▶ **Records drawn from a dataset**
▽

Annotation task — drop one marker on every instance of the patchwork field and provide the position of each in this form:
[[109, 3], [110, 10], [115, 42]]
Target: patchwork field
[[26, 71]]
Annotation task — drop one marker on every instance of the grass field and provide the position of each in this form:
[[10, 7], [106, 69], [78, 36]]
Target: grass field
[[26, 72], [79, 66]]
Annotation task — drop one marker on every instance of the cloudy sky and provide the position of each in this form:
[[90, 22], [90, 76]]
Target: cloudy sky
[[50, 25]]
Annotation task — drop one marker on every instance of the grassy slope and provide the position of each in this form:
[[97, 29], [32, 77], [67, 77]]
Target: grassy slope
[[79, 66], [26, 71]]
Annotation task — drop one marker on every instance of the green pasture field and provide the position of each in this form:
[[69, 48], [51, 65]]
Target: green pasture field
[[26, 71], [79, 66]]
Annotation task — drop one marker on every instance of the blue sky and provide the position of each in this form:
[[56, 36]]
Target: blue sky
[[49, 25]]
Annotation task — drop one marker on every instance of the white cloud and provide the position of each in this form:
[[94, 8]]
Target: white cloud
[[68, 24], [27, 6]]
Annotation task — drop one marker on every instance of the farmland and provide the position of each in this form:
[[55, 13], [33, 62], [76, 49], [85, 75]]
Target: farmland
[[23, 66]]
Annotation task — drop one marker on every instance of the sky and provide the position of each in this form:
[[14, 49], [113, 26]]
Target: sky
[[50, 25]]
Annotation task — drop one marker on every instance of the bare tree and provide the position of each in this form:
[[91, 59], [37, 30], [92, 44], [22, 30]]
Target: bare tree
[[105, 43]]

△
▽

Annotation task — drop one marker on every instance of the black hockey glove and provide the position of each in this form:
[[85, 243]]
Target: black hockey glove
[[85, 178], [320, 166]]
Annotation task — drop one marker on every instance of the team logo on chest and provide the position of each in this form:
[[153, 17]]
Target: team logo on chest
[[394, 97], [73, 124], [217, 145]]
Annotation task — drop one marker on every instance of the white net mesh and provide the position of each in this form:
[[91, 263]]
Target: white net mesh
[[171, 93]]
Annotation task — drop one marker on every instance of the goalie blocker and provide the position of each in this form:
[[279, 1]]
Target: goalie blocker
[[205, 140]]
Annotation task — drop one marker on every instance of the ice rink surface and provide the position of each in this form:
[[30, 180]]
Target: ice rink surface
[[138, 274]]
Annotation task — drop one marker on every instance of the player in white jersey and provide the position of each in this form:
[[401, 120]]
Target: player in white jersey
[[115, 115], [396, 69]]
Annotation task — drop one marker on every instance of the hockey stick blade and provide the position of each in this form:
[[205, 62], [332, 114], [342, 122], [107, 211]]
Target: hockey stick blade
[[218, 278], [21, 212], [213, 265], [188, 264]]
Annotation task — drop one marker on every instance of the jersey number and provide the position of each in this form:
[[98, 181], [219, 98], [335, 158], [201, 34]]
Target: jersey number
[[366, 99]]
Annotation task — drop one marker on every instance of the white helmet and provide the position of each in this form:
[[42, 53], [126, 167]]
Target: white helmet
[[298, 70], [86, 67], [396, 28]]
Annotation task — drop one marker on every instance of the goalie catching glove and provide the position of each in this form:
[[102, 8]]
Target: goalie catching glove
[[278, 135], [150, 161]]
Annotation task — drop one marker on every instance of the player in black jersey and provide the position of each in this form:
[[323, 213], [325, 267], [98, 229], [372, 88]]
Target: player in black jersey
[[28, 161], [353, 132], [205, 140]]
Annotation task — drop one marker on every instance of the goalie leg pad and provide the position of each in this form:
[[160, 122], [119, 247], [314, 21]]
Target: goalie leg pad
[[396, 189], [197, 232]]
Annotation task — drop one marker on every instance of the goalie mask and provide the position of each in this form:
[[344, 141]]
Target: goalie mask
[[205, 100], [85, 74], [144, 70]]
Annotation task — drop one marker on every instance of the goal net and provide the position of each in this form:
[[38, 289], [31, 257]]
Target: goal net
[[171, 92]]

△

▶ **What is being asked**
From the line that has "of the patchwork" through the line that has "[[10, 7], [106, 69], [78, 36]]", copy every line exactly as it appears above, and leave out all others.

▶ **Exercise output**
Annotation task — drop one marker on every instance of the patchwork field and provide the position of each in this form:
[[109, 3], [110, 10], [115, 42]]
Target: patchwork field
[[26, 71]]
Annotation task — drop one marker on every instance of the grass field and provide the position of each in this form:
[[10, 7], [106, 69], [78, 36]]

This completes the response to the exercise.